■ **Directions**: Locate the line containing "The response should indicate, for every instance of the man's" in the data below. Reproduce it and every following line up to the end, exactly as given.

Named object pointing entries
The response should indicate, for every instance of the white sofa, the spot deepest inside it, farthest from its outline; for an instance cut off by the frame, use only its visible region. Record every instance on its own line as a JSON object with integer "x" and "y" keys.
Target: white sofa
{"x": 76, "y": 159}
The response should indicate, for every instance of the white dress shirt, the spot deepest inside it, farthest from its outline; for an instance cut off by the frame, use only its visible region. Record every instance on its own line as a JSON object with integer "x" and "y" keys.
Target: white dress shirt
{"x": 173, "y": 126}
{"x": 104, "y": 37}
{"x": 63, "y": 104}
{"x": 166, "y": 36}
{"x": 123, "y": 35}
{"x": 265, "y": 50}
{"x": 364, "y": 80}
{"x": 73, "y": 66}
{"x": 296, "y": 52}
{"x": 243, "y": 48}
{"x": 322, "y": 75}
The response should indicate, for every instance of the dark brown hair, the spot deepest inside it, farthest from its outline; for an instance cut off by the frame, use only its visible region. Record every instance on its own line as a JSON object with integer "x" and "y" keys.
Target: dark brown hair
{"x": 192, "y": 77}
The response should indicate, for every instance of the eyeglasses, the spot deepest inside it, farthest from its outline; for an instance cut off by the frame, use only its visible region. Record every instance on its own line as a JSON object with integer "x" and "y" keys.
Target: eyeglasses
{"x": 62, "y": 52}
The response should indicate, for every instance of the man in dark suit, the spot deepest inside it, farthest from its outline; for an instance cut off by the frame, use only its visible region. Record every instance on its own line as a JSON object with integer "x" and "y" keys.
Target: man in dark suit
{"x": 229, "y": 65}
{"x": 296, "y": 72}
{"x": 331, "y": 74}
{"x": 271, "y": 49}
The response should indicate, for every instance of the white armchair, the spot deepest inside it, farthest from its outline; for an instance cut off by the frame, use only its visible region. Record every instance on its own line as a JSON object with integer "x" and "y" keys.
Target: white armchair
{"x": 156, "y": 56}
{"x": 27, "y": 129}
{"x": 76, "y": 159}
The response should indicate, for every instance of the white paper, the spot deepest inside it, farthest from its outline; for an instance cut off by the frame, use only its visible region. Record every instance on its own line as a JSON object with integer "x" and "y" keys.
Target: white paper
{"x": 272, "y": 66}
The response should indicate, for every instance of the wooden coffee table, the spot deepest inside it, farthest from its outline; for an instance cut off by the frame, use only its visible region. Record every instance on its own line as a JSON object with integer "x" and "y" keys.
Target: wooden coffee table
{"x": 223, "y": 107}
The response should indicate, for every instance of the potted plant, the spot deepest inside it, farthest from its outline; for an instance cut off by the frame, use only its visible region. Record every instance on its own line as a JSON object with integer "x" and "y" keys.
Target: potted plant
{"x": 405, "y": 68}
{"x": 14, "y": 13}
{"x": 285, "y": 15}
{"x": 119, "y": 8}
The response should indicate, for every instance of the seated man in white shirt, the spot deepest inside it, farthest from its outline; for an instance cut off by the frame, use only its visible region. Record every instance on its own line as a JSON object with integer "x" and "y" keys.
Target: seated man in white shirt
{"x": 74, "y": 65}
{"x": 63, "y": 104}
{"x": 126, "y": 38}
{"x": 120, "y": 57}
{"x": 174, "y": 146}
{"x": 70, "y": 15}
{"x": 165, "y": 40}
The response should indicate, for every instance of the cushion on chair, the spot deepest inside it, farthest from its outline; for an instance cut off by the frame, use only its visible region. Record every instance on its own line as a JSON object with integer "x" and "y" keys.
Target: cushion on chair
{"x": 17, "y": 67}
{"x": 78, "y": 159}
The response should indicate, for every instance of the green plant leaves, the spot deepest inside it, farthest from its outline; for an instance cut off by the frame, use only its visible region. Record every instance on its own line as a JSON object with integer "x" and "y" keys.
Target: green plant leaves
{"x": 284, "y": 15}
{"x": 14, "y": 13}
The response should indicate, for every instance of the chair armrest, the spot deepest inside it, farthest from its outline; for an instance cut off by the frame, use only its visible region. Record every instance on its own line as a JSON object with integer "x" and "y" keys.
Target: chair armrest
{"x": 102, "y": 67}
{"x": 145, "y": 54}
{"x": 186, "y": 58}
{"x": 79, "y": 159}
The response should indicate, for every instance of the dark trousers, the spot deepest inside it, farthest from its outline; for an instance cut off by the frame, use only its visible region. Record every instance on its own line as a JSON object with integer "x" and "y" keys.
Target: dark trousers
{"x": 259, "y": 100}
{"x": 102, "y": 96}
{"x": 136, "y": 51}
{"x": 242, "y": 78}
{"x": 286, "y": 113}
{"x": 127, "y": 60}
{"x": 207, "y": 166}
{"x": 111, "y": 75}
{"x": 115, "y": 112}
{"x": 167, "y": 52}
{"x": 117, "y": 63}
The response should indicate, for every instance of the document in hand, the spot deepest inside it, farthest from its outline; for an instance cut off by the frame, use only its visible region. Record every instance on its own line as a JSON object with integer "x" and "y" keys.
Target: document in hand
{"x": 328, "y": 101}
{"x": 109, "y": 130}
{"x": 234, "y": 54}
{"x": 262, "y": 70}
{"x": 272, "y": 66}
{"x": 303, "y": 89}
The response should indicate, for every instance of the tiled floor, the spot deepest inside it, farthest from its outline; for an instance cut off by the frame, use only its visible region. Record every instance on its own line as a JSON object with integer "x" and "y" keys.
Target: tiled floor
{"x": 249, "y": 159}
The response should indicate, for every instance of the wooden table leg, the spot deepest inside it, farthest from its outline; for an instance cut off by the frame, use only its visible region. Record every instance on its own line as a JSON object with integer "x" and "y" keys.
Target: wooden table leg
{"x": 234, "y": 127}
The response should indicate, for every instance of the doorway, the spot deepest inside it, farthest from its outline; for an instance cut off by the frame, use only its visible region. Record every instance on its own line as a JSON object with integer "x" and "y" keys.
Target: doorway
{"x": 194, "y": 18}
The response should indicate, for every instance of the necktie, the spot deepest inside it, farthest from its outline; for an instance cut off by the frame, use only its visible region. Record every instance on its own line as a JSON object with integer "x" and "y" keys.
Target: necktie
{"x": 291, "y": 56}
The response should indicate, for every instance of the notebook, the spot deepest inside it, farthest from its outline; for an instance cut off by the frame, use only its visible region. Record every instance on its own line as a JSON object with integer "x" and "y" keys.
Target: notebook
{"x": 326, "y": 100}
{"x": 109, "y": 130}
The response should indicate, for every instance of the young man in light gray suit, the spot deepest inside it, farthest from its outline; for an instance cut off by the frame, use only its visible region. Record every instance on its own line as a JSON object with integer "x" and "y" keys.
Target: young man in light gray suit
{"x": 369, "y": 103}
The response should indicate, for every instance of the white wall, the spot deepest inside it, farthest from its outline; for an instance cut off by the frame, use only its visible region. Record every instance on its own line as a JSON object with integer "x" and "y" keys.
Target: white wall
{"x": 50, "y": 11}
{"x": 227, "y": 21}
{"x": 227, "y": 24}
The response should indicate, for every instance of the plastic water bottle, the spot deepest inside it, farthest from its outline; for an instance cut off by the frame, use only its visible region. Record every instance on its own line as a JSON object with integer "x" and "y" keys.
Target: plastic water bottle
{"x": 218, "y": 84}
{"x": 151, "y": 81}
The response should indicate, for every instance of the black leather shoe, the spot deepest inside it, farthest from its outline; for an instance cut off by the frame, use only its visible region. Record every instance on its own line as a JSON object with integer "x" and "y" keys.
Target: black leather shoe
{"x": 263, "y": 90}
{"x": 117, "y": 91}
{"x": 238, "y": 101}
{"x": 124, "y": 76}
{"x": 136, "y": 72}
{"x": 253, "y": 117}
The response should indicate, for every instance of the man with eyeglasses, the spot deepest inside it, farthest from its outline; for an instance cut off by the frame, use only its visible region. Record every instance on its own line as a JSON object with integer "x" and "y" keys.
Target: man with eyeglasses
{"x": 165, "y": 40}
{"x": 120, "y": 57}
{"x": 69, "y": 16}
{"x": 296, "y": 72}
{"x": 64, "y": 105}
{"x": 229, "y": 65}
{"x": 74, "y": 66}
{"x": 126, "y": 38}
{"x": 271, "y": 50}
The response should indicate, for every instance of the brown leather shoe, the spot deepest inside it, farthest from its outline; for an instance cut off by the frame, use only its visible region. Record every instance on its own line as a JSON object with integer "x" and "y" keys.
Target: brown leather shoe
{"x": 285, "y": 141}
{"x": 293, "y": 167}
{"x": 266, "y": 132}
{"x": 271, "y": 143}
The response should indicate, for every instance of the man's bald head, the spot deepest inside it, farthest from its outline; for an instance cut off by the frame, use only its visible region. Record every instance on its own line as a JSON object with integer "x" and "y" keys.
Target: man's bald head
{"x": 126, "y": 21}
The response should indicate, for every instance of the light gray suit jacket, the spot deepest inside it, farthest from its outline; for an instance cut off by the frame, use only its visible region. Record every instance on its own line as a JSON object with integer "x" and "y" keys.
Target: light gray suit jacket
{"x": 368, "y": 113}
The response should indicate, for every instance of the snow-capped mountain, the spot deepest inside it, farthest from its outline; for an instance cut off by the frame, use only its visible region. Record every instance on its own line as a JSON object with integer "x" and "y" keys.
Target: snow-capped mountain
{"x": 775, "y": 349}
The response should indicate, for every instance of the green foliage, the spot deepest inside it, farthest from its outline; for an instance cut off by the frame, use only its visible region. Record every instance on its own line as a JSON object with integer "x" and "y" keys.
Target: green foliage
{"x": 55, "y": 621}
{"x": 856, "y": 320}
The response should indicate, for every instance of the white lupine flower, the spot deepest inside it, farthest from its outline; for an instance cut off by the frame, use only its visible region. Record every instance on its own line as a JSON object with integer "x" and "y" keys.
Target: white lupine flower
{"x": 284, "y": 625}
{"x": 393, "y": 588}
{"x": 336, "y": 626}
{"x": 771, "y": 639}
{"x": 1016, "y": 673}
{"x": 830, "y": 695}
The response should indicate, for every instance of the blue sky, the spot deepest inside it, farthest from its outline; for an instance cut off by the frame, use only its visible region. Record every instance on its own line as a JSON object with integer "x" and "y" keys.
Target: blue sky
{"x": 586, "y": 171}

■ **Reply to the task**:
The response should indicate, for every instance of the man's bald head, the spot deepest inside it, farthest from its outline; for an instance cut off by the frame, use only its visible region. Record every instance on its own line as a JSON object with integer "x" and "y" keys.
Target: man's bald head
{"x": 126, "y": 21}
The response should indicate, for every instance of the light gray suit jacket, the spot deepest inside it, farthest from its outline; for an instance cut off by the frame, use only its visible region. Record every instance on its own line as a JSON object with integer "x" and "y" keys.
Target: light gray suit jacket
{"x": 368, "y": 113}
The response should indicate, for every instance of the snow-capped mountain, the spot deepest inside it, farthest from its outline; for an instance cut off by the frame, use only its visible region. Record every instance on its own line as a JSON object with integer "x" and "y" keys.
Target: snow-capped mountain
{"x": 775, "y": 349}
The response should indicate, for every instance of the green foliage, the spot deepest inside it, farthest from its outline; for an instance cut off by the frame, use only its visible region. Record every instance on its own line as a JSON object with integer "x" and "y" keys.
Target: green foliage
{"x": 55, "y": 621}
{"x": 856, "y": 320}
The response should indicate, for every instance of the white lupine flower, the spot deepest inside it, farthest from its outline; for an instance cut off by the frame, use only its visible region. Record every instance on its own line as a JSON object with integer "x" and "y" keys.
Target: white lupine flower
{"x": 284, "y": 625}
{"x": 393, "y": 588}
{"x": 336, "y": 626}
{"x": 771, "y": 639}
{"x": 1016, "y": 673}
{"x": 830, "y": 695}
The response should indicate, for every instance of the blue sky, the spot deepest inside it, farthest from its outline; for an instance cut off by the frame, use only its visible region. Record every instance on its own line as a JSON object with integer "x" and "y" keys.
Target: blue sky
{"x": 586, "y": 171}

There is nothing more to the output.